O Globo, Revista O Globo, p. 20-21
01 de Jul de 2012

Índio do BNDES
Winatan Pataxó, que ganhou fama ao ameaçar com arco e flecha seguranças do banco de desenvolvimento durante a Rio+20, tem 26 anos, mora numa aldeia na Bahia e vende canto, dança e artesanato pelo país

Por Pedro Sprejer
pedro.sprejer.personale@oglobo.com.br
Foto de Camila Maia

Impávido, um índio com trajes típicos e rosto pintado de urucum empunha seu arco e flecha no jardim do BNDES, surpreendendo dois seguranças que batem em retirada, aos tropeções. A inusitada cena, estampada na capa do GLOBO de 19 de junho, tornou-se o retrato de uma Rio+20 marcada pela presença maciça dos povos indígenas. Mas, afinal, quem é e de onde veio o protagonista da emblemática fotografia?
Winatan Pataxó, de 26 anos, é calmo, sério e tem um tipo físico semelhante ao do ex-jogador Romário. Habitante da Terra Indígena da Coroa Vermelha, no Sul da Bahia, veio ao Rio numa comitiva composta por 40 índios de sua aldeia.
Durante os dias da Rio+20, Winatan vendeu artesanato, encenou danças e frequentou assembleias na Cúpula dos Povos, no Aterro do Flamengo, onde conviveu com integrantes do movimento Hare Krishna, neo-hippies e bailarinos performáticos. À noite, dormiu num grande alojamento montado no Sambódromo.
Três dias após o episódio no BNDES, Winatan, com o arco à tiracolo, usava brincos de garras de tatu, tornozeleiras de casca de castanha-do-pará e cocar com penas de arara e galinha.
Falava com os companheiros no dialeto patchoran e, com os fregueses, num português carregado de sotaque baiano.
Ao seu lado, no Aterro do Flamengo, estava a esposa Jaci. Apesar de casado, usava pintura característica de solteiro, por achá-la mais bonita.
Os dois vendiam cuias e pratos de madeira, brincos de pena, apitos e zarabatanas. O famigerado arco - com dentes de vaca na ponta das flechas - não estava à venda.
- A maior parte da aldeia vive do artesanato e da pesca: situação difícil.
Só melhora no verão, com os turistas em Porto Seguro - explica o pataxó.
Winatan consentia com os insistentes pedidos de gente que queria posar para retratos ao seu lado. Um homem parrudo usando correntes de ouro apresentou- se. Era um mensageiro falando em nome da sogra, que oferecia R$ 200 pela bolsa de couro de porco-do-mato que o índio levava. Desdenhoso, Winatan respondeu que a peça valia mais de R$ 700. Dali a alguns minutos, o homem voltou trazendo sua comandante. Arriscaram um novo lance, mas não houve acordo.
- É um bicho difícil de caçar. Tem que flechar o último do bando ou todos vêm pra cima - valoriza.
Foi a primeira visita de Winatan (que no idioma Pataxó quer dizer "peixe do oceano") ao Rio. Habituado às metrópoles - conhece São Paulo, Santos, Vitória e Belo Horizonte -, diz preferir o mar e a tranquilidade de sua aldeia.
● ● ●
▶ _O que fazer_: Reescreva a reportagem sobre Winatan Pataxó, tudo desde "Por Pedro Sprejer" até "da emblemática fotografia?", trocando "urucum" por "jenipapo".

▶ _Material fornecido_:
● ● ●
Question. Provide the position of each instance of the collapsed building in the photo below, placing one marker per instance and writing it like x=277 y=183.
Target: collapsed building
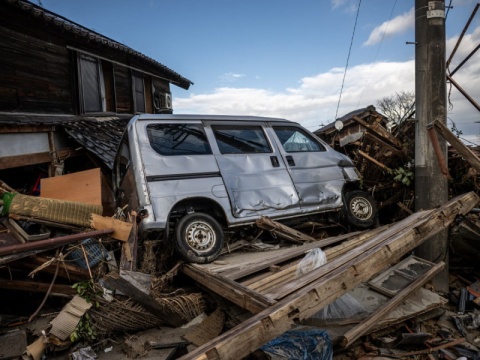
x=68 y=277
● ● ●
▶ _Solução da tarefa_:
Por Pedro Sprejer
pedro.sprejer.personale@oglobo.com.br
Foto de Camila Maia

Impávido, um índio com trajes típicos e rosto pintado de jenipapo empunha seu arco e flecha no jardim do BNDES, surpreendendo dois seguranças que batem em retirada, aos tropeções. A inusitada cena, estampada na capa do GLOBO de 19 de junho, tornou-se o retrato de uma Rio+20 marcada pela presença maciça dos povos indígenas. Mas, afinal, quem é e de onde veio o protagonista da emblemática fotografia?